(Extracted data entries)
[Start of section]

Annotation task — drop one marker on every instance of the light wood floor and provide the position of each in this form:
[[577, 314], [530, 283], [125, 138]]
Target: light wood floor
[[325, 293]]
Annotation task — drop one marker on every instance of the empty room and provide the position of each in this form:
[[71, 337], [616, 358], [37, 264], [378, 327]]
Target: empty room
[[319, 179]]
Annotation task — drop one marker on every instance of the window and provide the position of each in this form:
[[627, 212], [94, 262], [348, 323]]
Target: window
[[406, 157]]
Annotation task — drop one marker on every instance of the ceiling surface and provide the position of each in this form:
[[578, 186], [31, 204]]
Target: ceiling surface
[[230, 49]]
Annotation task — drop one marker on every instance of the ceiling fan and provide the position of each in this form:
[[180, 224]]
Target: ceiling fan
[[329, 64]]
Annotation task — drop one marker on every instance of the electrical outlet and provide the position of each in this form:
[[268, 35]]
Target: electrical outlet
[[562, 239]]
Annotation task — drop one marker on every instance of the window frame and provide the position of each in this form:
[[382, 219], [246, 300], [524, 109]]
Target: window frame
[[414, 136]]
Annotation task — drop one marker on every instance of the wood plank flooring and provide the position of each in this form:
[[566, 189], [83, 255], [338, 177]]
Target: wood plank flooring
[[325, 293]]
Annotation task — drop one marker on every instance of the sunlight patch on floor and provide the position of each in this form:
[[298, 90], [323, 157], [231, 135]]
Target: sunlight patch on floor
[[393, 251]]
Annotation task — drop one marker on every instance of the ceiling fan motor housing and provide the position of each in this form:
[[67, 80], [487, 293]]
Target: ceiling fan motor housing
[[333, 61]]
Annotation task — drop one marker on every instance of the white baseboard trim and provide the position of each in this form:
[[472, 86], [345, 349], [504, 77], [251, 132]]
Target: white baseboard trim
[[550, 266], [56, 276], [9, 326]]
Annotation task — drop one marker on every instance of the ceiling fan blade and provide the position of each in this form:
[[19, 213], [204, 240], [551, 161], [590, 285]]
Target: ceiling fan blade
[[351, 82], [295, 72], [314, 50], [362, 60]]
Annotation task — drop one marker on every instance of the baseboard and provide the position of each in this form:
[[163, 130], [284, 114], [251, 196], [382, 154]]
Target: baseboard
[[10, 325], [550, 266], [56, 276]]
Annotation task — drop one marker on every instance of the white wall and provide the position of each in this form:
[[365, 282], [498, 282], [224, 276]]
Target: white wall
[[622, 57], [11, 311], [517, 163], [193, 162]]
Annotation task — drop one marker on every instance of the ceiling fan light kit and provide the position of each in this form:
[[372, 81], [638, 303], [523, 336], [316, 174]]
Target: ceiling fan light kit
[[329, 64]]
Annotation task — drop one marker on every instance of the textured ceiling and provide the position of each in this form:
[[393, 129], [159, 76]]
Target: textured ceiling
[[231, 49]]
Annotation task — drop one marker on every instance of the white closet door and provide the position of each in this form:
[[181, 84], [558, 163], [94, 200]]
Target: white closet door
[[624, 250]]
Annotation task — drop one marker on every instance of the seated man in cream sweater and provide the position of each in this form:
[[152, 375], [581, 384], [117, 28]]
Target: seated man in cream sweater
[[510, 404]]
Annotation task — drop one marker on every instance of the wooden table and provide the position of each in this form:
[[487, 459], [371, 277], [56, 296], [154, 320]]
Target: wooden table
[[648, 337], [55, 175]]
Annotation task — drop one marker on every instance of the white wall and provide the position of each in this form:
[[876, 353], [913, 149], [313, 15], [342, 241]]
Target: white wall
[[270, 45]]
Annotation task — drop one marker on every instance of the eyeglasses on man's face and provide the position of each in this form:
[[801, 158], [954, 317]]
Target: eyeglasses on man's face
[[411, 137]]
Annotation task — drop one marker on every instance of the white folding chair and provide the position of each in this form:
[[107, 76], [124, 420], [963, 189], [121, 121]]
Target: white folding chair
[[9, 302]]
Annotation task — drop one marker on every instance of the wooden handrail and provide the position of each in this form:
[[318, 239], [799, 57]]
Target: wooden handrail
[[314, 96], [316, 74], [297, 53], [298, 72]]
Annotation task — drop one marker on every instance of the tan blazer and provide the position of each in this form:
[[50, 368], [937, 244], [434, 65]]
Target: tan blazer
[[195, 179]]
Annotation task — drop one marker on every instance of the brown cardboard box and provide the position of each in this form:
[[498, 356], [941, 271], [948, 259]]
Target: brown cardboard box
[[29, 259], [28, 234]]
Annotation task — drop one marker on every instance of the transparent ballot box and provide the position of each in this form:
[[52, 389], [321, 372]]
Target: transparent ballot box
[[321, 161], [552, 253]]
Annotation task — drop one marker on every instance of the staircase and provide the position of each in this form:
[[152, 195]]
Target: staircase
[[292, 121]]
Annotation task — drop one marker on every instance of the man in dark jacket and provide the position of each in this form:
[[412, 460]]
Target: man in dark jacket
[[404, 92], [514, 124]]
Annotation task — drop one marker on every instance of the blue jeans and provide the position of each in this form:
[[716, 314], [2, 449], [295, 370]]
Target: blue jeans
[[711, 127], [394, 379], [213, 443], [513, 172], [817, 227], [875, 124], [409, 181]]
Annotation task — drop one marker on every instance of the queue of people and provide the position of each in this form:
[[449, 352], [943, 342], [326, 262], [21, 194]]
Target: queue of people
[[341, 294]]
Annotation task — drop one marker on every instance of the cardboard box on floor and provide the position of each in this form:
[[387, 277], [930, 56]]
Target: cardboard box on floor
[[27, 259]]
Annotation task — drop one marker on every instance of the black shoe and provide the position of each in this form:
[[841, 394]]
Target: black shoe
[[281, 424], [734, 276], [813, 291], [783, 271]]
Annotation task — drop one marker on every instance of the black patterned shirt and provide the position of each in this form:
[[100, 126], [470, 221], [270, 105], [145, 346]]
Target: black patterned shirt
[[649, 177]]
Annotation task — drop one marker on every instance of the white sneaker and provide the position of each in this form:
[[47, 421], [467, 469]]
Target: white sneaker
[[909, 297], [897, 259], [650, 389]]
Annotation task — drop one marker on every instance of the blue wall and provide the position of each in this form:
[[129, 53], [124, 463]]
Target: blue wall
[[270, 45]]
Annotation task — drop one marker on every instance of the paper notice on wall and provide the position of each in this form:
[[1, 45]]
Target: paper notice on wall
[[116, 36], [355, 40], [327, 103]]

[End of section]

● Task instructions:
Give all of the entries again, exactly.

● Exercise answer:
Annotation task — drop one marker on every instance of the light wood floor and provide the position of each in this form:
[[577, 314], [530, 283], [125, 138]]
Target: light wood floor
[[325, 293]]
Annotation task — drop one marker on every instance of the empty room and provide the position of each in this form:
[[71, 337], [616, 358], [37, 264], [378, 327]]
Target: empty room
[[319, 179]]
Annotation task — drop one marker on every instance of the window and provide the position of each in this form:
[[627, 212], [94, 262], [348, 323]]
Target: window
[[406, 157]]
Annotation task — drop one marker on every instance of the ceiling surface and provide the position of each in this form:
[[578, 186], [31, 204]]
Target: ceiling surface
[[230, 49]]
Annotation task — drop one marker on every instance of the ceiling fan and provide the position of each in this form:
[[180, 224]]
Target: ceiling fan
[[329, 64]]
Annotation task — drop one marker on every instance of the electrical outlet and provide the position of each in this form:
[[268, 35]]
Target: electrical outlet
[[562, 239]]
Annotation task — drop one marker on every instance of the window frame and provide the position of each in this form:
[[382, 219], [246, 300], [524, 109]]
Target: window frame
[[414, 136]]
Annotation task — drop one marker on every instance of the wood plank flooring and provide the position of each in this form:
[[566, 189], [83, 255], [338, 177]]
Target: wood plank flooring
[[325, 293]]
Annotation task — drop one marker on every instance of the sunlight patch on floor and provide the position of each in this form:
[[298, 90], [323, 157], [231, 135]]
Target: sunlight patch on floor
[[393, 251]]
Annotation task — drop one marker on every instance of the ceiling fan motor housing and provide the position of each in this form:
[[67, 80], [487, 293]]
Target: ceiling fan motor housing
[[333, 61]]
Annotation task — drop one marker on every instance of the white baseboard trim and provide the position of each in this form:
[[472, 86], [345, 349], [504, 77], [251, 132]]
Target: white baseboard trim
[[550, 266], [56, 276], [9, 326]]
Annotation task — drop one marker on every instance of the ceiling fan blade and provide the position of each in this form:
[[19, 213], [204, 240], [551, 161], [590, 285]]
Target: ceiling fan blade
[[351, 82], [295, 72], [314, 50], [362, 60]]
Annotation task — drop one marker on every instance of the baseboard and provide the position of each in this form:
[[163, 130], [284, 114], [251, 196], [382, 154]]
Target: baseboard
[[10, 325], [550, 266], [56, 276]]
Annotation task — drop one marker on every instance of the white wall and provide the position of each in this form:
[[365, 282], [498, 282], [224, 276]]
Target: white wall
[[622, 57], [11, 311], [517, 163], [193, 162]]
Annotation task — drop one marker on every instance of the ceiling fan light kit and provide the position of each in this form:
[[372, 81], [638, 303], [523, 336], [316, 174]]
Target: ceiling fan light kit
[[329, 64]]
Annotation task — drop one marker on every instance of the textured ceiling and provide the position of each in this form:
[[393, 129], [159, 76]]
Target: textured ceiling
[[231, 49]]
Annotation task — drop one marker on every instance of the white closet door and provide the position of each in this form:
[[181, 84], [558, 163], [94, 200]]
Target: white closet door
[[624, 250]]
Annotation task — drop one marker on every instance of the seated man in cream sweater and provide the position of each in this form:
[[152, 375], [581, 384], [117, 28]]
Target: seated man in cream sweater
[[510, 404]]
Annotation task — drop one marker on every instance of the wooden table and provide the position of each in this form:
[[487, 459], [371, 277], [56, 296], [154, 320]]
Target: wooden table
[[648, 337], [55, 175]]
Annotation task — drop one marker on every instance of the white wall and provide the position of each in this form:
[[876, 353], [913, 149], [313, 15], [342, 241]]
Target: white wall
[[270, 45]]
Annotation task — drop one marker on every instance of the eyeglasses on man's face and provide the position of each in this form:
[[801, 158], [954, 317]]
Target: eyeglasses on man's face
[[411, 137]]
Annotation task — drop one marker on every instance of the white folding chair and provide the position of each in this form:
[[107, 76], [124, 420], [963, 189], [121, 121]]
Target: white folding chair
[[9, 302]]
Annotation task — drop one marker on every instance of the wooden handrail and provide the position of each in this form:
[[318, 239], [799, 57]]
Target: wooden handrail
[[314, 96], [316, 74], [297, 53], [298, 72]]
Annotation task — drop one marker on every instance of the tan blazer and provide the position of each in this form:
[[50, 368], [937, 244], [434, 65]]
Target: tan blazer
[[195, 179]]
Annotation task — drop one marker on every instance of the brown cardboard box and provide the position of each in this form:
[[498, 356], [941, 271], [948, 259]]
Target: brown cardboard box
[[29, 259], [28, 234]]
Annotation task — drop one marker on every instance of the transparent ballot box and provide the position of each in this form:
[[52, 389], [321, 372]]
Target: transparent ballot box
[[321, 161], [552, 253]]
Annotation task — drop one marker on every instance of the staircase and provide the position of each in this form:
[[152, 195]]
Target: staircase
[[292, 121]]
Annotation task — drop one marker on every instance of the man in dark jacket and provide the position of each in this form:
[[412, 460]]
Target: man in dark jacket
[[404, 92], [514, 124]]
Annotation task — drop one marker on every instance of the blue jeans and provide the position of each in this form:
[[716, 314], [2, 449], [295, 370]]
Target: blue jeans
[[711, 127], [394, 379], [213, 443], [513, 172], [817, 227], [875, 124], [409, 181]]
Annotation task — drop one marker on every instance of the queue of people and provide the position of each in this form:
[[449, 352], [943, 342], [326, 262], [21, 194]]
Target: queue of people
[[341, 294]]
Annotation task — drop one marker on every instance of the cardboard box on floor and provide the position of each in this form:
[[387, 277], [930, 56]]
Target: cardboard box on floor
[[27, 259]]
Annotation task — drop one marker on every instance of the black shoe and provide the position of each in this form:
[[841, 394]]
Target: black shoe
[[281, 424], [734, 276], [813, 291], [783, 271]]
Annotation task — drop one marker on every instance of the black patterned shirt and provide the position of each in this form:
[[100, 126], [470, 221], [270, 105], [145, 346]]
Target: black patterned shirt
[[649, 177]]
Annotation task — drop one marker on every instance of the white sneaker and provide the position of each in this form:
[[47, 421], [467, 469]]
Target: white sneaker
[[909, 297], [897, 259], [650, 389]]
Annotation task — drop one marker on every instance of the blue wall and provide the position of each in this form:
[[129, 53], [124, 463]]
Target: blue wall
[[270, 45]]
Annotation task — drop one marker on every instance of the paper notice on wall and provide the position of each in this form:
[[1, 45]]
Target: paper notice on wall
[[116, 36], [355, 40], [327, 103]]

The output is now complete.